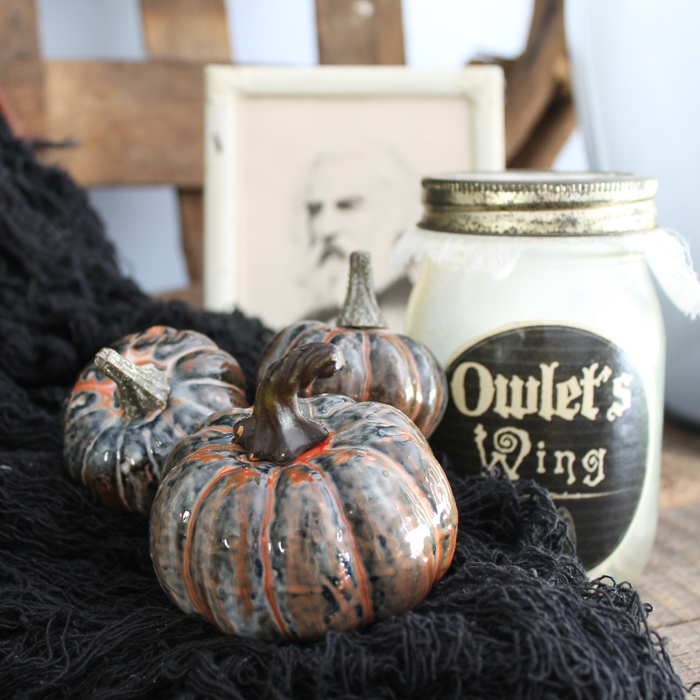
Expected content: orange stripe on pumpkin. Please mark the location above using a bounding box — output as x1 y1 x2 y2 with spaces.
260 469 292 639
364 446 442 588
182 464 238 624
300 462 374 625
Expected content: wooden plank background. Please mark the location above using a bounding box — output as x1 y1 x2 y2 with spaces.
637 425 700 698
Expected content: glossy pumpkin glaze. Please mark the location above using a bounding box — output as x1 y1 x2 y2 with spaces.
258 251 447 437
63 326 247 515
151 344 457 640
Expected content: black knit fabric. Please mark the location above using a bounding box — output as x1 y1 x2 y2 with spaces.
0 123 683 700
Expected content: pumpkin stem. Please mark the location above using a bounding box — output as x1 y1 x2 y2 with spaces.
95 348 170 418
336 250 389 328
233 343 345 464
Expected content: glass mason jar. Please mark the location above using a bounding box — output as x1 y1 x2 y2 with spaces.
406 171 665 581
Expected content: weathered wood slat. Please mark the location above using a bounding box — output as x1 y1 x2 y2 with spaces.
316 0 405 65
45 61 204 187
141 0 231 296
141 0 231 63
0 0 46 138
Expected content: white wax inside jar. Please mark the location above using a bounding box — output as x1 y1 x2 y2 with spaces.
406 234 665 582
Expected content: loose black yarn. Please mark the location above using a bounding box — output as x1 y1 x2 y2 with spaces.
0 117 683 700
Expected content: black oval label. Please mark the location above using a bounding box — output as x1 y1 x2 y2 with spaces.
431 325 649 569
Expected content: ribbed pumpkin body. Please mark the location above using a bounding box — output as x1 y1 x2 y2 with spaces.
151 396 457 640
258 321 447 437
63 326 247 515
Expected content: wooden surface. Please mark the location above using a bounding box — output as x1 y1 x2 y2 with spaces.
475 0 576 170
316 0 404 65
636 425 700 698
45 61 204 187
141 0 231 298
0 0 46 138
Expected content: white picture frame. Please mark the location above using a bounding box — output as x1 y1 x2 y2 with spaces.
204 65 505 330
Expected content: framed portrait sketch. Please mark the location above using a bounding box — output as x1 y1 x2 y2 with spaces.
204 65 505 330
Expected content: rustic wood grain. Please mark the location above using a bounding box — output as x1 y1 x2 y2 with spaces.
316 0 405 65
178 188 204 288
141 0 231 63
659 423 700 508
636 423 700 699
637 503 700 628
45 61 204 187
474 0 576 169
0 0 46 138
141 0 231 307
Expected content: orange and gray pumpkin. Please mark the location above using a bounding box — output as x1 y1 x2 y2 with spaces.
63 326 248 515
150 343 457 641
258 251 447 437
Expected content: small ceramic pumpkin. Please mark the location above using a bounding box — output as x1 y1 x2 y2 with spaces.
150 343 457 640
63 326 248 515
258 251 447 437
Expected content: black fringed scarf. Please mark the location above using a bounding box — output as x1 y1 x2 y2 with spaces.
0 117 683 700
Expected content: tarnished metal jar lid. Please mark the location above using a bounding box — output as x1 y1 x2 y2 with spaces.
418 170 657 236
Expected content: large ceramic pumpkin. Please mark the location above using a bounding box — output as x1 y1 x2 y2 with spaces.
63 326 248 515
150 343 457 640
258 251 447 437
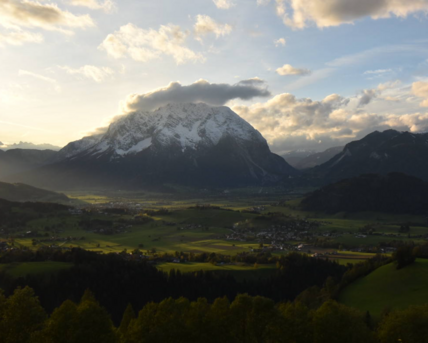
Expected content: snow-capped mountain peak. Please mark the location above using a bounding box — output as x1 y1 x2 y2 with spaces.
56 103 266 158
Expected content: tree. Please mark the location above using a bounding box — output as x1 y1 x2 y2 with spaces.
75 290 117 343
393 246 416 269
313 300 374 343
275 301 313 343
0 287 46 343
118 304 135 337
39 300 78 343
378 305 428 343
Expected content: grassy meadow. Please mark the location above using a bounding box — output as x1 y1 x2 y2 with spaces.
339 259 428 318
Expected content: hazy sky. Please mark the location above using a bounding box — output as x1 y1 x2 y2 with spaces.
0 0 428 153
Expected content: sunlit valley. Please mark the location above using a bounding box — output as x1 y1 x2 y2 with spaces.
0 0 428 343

::::

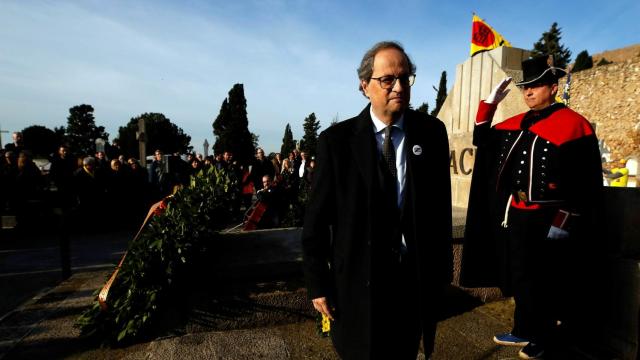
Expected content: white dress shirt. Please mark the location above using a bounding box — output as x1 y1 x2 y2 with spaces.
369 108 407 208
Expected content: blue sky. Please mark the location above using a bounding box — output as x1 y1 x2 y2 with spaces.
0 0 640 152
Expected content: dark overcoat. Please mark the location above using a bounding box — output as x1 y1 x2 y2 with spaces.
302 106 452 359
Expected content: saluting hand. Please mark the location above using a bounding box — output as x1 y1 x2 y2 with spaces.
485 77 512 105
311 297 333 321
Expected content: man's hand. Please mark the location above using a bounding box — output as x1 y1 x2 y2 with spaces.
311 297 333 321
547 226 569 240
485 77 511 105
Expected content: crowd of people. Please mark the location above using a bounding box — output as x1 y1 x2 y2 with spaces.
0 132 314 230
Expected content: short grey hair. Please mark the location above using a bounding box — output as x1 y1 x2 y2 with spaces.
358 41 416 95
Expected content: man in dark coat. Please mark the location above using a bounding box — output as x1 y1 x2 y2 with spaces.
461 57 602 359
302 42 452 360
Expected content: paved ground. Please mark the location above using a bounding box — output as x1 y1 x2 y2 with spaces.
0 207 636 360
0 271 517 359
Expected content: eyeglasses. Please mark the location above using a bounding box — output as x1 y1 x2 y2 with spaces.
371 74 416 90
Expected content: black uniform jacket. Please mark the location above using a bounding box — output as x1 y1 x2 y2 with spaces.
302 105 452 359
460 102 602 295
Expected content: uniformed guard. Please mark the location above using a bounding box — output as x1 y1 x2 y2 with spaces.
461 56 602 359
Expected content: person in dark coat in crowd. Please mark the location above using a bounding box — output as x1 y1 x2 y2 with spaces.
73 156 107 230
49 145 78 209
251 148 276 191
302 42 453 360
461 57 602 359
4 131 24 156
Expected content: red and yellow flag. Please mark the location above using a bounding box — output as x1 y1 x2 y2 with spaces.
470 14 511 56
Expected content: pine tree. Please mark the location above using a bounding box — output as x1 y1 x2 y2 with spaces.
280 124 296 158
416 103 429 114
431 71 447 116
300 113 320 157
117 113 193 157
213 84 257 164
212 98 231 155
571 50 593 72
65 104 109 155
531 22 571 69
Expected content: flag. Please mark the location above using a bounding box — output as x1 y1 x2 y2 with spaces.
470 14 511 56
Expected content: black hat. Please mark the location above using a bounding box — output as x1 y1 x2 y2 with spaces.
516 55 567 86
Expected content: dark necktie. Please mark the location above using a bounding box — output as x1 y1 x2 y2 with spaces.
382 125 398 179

::::

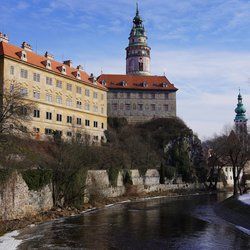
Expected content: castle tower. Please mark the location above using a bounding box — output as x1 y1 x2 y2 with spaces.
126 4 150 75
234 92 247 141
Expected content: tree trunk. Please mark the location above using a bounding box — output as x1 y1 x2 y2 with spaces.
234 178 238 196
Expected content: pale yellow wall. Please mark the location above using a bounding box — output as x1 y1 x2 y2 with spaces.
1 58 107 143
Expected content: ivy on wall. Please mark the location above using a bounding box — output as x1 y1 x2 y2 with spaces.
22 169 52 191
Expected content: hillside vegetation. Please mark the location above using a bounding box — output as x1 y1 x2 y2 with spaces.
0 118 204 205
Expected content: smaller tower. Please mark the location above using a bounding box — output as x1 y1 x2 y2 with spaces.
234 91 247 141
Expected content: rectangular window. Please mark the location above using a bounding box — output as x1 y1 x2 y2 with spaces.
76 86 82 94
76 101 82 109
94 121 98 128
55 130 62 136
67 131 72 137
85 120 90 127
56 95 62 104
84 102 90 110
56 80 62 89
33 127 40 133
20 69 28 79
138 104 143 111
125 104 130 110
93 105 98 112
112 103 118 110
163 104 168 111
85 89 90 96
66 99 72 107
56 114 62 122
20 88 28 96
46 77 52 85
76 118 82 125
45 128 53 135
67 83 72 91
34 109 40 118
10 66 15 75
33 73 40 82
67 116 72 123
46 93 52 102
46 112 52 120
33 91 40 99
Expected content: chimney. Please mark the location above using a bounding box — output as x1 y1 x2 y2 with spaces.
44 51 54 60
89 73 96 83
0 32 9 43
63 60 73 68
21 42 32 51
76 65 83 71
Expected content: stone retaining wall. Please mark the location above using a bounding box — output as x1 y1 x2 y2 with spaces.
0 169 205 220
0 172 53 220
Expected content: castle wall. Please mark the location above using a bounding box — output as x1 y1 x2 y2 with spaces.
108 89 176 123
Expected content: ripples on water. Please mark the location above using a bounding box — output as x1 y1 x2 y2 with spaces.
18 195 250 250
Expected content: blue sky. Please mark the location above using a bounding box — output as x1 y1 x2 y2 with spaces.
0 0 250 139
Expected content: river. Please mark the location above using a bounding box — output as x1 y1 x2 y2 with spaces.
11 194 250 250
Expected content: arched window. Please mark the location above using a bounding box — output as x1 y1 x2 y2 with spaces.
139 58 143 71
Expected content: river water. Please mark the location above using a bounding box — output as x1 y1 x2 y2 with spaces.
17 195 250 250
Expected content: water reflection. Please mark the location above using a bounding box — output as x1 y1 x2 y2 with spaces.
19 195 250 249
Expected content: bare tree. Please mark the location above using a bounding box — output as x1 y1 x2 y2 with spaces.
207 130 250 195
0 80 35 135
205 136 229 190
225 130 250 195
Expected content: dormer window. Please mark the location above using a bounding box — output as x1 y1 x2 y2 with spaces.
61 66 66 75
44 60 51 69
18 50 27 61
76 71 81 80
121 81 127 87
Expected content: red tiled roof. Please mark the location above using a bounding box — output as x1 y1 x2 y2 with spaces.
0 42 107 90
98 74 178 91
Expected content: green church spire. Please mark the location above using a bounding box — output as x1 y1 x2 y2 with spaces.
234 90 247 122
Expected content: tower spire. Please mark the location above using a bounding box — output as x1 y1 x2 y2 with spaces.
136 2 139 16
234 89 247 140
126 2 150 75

::::

Count the lines in the entries above that contain the string "tower", treating uppercase and lowercase as different. Reply with the number alone.

3